Required action:
Nothing in the data may change. Copy all of it exactly.
(Dataset content begins)
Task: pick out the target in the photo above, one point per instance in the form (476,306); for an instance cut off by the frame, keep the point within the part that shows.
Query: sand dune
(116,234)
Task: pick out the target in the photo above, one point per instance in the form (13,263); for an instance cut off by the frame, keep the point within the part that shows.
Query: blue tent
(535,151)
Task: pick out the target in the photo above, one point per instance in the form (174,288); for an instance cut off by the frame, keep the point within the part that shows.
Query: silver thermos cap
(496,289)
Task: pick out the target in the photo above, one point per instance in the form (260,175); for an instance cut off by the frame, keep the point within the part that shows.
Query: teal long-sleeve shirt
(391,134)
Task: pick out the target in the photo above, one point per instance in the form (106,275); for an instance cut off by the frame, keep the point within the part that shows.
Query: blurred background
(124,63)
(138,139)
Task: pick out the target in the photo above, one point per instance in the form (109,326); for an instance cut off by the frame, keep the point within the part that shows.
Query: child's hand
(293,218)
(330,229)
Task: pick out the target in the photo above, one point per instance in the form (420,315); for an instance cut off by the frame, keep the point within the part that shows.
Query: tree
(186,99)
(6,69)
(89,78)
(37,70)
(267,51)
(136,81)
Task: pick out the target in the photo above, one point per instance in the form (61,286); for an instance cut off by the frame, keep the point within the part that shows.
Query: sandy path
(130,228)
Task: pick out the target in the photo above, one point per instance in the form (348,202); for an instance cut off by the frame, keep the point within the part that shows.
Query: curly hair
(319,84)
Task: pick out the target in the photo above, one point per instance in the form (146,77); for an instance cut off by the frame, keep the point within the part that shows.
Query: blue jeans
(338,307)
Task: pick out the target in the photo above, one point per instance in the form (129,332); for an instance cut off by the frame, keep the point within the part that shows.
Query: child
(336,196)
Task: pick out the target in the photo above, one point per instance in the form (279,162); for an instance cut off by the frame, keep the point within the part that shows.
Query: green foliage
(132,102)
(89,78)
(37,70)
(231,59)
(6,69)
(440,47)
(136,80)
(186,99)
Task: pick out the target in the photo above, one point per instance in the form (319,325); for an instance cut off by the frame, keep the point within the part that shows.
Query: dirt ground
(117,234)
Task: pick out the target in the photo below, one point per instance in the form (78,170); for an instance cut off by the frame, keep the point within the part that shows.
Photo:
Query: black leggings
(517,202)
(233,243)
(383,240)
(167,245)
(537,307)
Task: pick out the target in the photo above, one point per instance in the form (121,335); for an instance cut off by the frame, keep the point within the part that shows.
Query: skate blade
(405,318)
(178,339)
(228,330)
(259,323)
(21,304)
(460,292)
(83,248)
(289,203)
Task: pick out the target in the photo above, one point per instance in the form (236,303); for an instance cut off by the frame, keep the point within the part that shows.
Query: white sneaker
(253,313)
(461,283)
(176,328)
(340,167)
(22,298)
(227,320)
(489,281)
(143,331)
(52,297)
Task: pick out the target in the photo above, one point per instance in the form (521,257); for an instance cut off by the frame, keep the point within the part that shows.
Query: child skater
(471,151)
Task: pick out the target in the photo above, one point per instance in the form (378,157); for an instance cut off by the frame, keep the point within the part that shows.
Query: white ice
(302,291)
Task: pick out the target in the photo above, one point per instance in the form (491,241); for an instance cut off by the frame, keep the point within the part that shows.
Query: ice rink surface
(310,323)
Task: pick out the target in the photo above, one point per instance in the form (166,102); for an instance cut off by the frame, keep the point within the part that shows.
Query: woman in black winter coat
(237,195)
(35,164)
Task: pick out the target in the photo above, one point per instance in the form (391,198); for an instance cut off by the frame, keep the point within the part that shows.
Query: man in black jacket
(Dataset content ends)
Answer to the problem:
Task: pick out the target in the photo above, one point per instance in the form (476,306); for an instance cut off by the frame, keep the point within the part that shows.
Query: sand dune
(116,234)
Task: pick out the target in the photo above, one point per instance in the form (13,263); for an instance cut off by the frame, keep the point within the part that shows.
Query: blue tent
(535,151)
Task: pick out the target in the photo above, one point per instance in the form (174,288); for an instance cut off by the frame, keep the point within the part that shows.
Query: silver thermos cap
(496,289)
Task: pick out the target in the photo above, one point per instance in the form (260,175); for an instance cut off by the frame, keep the point within the part that shows.
Query: teal long-sleeve shirt
(391,134)
Task: pick out the target in the photo above, one point per instance in the form (106,275); for an instance cut off by the frame, keep the point within the part that shows.
Query: blurred background
(124,63)
(138,139)
Task: pick out the target in the photo above, one point per instance in the form (109,326); for an instance cut off by the frame, keep the point within the part that shows.
Query: child's hand
(293,218)
(330,229)
Task: pick out the target in the photo above, one point per instance in the form (420,315); for an instance cut off by the frame, keep the point within the part that shows.
Query: tree
(186,99)
(6,69)
(89,78)
(37,70)
(267,51)
(136,81)
Task: pick out the target in the photo above, one point per instance in the form (61,286); for an instance cut off by the frame, keep the point within the part that shows.
Query: sandy path
(130,228)
Task: pick out the target in the photo above, one point per instance in the form (348,202); for an instance cut off by the frame, keep the point within the part that shows.
Query: curly hair
(319,84)
Task: pick out the target in the photo above, one point per instance in the form (146,77); for an instance cut off by the frame, keep the point within the part that shows.
Query: blue jeans
(338,307)
Task: pick out the target in the photo above, one point per instance in the form (129,332); for an instance cut off by the frame, keep the point within the part that shows.
Query: child
(336,196)
Task: pick out the target in the photo above, one point per instance in the form (279,162); for an instance cut off by the frame, keep the point within the part that shows.
Query: green foliage
(132,102)
(89,78)
(37,70)
(231,59)
(6,69)
(440,47)
(136,80)
(186,99)
Task: pick out the target in the photo above, one point per instance in the form (319,325); for an instance cut off by the frame, keep the point within the part that shows.
Query: dirt ground
(117,234)
Task: pick out the target in the photo below, one point per instance in the form (78,170); for an instance cut off by the frame, keep the point within the part that shows.
Photo:
Query: black leggings
(517,202)
(233,243)
(383,240)
(167,245)
(537,307)
Task: pick out the target in the photo above, one point per instance in the form (121,335); for an instance cut off by the frame, keep the point within the part that shows.
Query: skate blade
(405,318)
(178,339)
(228,330)
(259,323)
(21,304)
(460,292)
(83,248)
(289,203)
Task: pick out the target in the photo above, one point per instance in the form (236,303); for an instance cut off by the frame, keep the point within the part that shows.
Query: white sneaker
(253,313)
(461,283)
(176,328)
(340,167)
(22,298)
(227,320)
(489,281)
(143,331)
(52,297)
Task: pick out the target in the photo above, one point per instance in the form (521,257); for an instance cut off by the frame, keep the point within the part that shows.
Query: child skater
(471,151)
Task: pick out the target in the photo above, one point per instance in the form (378,157); for an instance cut off by the frame, keep the point within the part that shows.
Query: white ice
(302,291)
Task: pick out the target in the photo above, one point per instance in the form (491,241); for an instance cut off by the frame, keep the point within the part that shows.
Query: ice rink surface
(310,323)
Task: pick out the target in the photo above, one point per instance in the form (166,102); for an instance cut off by the frame, keep the point within the part that shows.
Query: woman in black winter coat
(237,195)
(35,164)
Task: pick out the target in the photo above, one point per instance in the form (391,198); for an instance cut off by the frame, keep the point within the part that shows.
Query: man in black jacket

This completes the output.